▶ TRY IT
Copy exactly, line for line, the part of the listing from the line containing "of the brick" through its last line, and nothing else.

===== RECORDED DATA =====

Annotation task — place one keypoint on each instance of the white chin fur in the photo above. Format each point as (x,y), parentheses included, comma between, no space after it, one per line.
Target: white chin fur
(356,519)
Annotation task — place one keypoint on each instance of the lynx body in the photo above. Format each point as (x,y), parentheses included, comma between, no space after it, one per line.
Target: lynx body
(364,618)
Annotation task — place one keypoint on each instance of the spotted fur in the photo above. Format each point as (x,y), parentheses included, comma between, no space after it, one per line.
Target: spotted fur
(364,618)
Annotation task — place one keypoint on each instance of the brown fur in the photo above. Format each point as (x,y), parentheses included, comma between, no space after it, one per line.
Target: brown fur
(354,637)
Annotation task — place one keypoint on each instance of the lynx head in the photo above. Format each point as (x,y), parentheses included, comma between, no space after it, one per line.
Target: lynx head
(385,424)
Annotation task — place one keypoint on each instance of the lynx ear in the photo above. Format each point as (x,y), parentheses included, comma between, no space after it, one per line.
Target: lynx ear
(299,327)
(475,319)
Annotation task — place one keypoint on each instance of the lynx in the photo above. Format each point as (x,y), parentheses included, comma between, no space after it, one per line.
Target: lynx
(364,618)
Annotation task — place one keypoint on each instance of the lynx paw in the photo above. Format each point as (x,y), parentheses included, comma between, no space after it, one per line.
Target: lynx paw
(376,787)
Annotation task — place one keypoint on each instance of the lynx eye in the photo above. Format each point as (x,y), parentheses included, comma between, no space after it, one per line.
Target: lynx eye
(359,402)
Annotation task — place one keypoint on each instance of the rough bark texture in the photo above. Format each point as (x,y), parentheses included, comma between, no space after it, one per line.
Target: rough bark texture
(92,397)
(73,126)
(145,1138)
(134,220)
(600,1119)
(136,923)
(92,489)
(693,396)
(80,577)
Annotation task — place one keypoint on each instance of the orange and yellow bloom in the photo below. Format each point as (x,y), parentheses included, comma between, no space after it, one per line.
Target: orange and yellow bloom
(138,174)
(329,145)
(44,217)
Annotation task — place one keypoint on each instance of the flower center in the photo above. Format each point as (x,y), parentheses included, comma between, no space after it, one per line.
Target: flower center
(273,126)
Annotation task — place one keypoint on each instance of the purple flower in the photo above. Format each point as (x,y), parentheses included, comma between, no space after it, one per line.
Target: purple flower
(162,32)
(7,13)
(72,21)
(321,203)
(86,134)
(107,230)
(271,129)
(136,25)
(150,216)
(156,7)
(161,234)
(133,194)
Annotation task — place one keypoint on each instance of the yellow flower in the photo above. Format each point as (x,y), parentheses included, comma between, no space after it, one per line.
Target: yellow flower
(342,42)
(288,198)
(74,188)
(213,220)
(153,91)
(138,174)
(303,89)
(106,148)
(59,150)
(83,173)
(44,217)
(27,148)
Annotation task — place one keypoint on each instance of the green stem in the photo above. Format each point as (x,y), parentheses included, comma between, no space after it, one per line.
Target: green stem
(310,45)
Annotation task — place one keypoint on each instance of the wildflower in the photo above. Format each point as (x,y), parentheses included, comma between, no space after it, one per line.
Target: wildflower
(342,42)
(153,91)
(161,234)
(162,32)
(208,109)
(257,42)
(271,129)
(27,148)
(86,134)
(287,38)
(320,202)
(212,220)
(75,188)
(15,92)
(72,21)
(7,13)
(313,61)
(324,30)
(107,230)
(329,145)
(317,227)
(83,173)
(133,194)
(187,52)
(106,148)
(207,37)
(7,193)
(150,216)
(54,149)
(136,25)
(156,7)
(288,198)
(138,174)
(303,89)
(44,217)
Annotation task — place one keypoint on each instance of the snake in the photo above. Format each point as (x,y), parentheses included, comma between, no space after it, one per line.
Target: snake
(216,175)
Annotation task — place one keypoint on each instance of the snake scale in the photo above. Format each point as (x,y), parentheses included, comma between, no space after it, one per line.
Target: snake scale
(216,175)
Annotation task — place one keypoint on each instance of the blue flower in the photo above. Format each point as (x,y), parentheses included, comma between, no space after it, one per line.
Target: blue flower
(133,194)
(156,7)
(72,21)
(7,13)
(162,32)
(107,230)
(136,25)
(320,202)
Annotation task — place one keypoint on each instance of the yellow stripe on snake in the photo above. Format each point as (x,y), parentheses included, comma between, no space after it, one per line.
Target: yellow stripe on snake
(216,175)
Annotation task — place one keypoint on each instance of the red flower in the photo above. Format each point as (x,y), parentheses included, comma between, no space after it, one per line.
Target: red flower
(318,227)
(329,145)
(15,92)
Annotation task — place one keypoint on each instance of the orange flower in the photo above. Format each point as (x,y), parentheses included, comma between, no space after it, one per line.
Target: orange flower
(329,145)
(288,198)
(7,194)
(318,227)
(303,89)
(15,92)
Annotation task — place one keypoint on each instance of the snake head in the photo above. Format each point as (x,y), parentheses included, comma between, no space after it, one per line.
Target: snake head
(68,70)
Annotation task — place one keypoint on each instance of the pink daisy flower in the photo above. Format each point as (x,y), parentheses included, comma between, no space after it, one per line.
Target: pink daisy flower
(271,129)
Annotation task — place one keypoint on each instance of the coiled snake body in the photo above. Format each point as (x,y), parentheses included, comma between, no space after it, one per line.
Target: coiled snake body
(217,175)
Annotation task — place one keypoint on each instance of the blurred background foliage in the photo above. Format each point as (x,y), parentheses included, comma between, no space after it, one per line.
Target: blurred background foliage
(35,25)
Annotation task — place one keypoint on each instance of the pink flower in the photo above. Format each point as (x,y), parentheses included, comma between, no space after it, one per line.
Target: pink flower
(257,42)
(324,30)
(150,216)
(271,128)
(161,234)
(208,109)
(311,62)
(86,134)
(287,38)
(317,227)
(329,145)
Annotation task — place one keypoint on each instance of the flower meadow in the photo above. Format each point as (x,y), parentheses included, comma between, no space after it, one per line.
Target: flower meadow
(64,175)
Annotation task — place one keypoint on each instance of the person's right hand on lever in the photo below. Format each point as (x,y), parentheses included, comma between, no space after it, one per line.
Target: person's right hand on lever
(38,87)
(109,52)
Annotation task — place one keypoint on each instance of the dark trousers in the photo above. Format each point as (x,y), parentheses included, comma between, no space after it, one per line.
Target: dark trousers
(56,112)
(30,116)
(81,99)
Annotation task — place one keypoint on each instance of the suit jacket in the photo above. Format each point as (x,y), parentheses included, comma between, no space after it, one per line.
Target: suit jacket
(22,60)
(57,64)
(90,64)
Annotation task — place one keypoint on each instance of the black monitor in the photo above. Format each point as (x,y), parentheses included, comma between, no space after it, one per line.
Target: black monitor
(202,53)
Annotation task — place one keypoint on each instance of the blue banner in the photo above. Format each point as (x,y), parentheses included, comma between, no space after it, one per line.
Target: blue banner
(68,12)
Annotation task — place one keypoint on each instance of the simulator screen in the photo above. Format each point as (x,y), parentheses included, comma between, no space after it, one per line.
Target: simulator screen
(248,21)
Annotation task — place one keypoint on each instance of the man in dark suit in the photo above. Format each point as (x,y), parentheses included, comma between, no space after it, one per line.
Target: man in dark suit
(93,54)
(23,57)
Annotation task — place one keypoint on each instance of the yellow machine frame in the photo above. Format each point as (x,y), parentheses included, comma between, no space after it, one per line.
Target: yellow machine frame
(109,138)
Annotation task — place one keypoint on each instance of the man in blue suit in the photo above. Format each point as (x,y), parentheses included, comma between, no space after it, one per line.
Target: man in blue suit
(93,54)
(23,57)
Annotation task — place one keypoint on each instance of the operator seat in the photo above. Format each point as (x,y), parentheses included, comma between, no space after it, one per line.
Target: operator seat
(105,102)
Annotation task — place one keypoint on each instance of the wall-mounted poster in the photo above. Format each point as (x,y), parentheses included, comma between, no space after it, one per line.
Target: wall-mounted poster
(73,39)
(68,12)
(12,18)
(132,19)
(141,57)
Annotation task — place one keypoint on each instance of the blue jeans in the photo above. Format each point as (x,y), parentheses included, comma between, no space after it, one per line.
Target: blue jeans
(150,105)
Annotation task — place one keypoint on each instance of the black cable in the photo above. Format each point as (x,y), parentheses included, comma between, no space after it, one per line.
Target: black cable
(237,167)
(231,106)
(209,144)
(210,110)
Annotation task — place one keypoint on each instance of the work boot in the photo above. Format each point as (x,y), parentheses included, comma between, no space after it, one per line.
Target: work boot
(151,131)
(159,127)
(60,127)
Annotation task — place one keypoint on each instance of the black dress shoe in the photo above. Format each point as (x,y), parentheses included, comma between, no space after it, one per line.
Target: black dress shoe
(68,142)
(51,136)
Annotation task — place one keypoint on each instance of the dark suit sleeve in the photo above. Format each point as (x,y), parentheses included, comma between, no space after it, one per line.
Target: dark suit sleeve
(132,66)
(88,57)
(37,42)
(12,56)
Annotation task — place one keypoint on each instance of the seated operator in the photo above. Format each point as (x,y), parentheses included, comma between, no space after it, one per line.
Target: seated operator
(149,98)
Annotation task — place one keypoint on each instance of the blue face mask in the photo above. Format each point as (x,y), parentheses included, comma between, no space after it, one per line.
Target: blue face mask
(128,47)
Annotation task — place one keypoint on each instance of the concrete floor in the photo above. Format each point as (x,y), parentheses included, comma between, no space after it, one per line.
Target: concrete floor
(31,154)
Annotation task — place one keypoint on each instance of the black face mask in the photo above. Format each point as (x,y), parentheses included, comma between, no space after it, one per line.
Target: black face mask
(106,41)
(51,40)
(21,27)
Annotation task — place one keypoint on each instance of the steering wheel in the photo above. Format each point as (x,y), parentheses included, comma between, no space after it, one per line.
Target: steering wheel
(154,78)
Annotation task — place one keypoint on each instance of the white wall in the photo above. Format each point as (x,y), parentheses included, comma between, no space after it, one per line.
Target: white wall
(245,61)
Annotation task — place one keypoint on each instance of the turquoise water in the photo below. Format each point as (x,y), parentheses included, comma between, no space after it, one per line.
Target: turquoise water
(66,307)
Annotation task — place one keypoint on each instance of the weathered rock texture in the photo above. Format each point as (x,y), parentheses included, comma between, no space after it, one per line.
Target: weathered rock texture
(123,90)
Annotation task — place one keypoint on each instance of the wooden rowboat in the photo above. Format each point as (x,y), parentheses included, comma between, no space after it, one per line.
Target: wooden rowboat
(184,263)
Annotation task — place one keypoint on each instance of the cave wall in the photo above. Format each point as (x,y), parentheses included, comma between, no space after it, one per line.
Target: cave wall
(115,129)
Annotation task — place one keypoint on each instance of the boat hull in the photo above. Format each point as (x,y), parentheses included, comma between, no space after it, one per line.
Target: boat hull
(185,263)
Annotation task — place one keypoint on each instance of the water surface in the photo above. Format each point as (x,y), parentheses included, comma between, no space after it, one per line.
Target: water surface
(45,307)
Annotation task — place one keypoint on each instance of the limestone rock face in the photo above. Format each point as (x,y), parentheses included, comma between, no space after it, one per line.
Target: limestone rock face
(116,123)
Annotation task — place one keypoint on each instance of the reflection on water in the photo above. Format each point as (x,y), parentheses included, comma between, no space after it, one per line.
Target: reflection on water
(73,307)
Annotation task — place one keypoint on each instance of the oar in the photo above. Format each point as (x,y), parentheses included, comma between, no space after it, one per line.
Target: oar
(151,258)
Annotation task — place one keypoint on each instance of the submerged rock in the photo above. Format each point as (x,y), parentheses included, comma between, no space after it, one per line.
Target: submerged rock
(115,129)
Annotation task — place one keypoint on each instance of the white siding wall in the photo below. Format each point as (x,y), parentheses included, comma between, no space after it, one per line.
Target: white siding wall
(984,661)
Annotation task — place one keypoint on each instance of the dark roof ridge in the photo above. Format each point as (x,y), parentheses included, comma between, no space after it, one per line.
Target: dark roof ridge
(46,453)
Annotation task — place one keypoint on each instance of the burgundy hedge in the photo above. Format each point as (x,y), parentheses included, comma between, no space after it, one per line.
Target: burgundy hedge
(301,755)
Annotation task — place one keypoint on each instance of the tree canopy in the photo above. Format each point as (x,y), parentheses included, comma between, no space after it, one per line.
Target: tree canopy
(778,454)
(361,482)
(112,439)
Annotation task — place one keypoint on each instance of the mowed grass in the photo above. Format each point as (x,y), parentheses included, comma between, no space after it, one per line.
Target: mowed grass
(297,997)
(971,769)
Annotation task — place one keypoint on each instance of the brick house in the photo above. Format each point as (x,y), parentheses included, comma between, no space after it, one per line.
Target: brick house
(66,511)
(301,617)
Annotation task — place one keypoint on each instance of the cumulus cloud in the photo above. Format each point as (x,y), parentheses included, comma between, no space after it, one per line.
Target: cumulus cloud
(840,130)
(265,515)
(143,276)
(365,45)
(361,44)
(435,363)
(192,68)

=====

▶ YOUR SOLUTION
Annotation task — place one keypoint on each instance of the brick house in the photo above. Format each point as (x,y), parentheses included, comma between, no space after it, one per line.
Target: brick house
(66,511)
(301,617)
Annotation task — place one keypoint on each instance of the cumulus cloud in the photo above. Format each point as (x,y), parentheses included, comma between, no space after it, one per line.
Target: cumulus cloud
(840,130)
(265,515)
(143,276)
(365,45)
(361,44)
(435,363)
(192,68)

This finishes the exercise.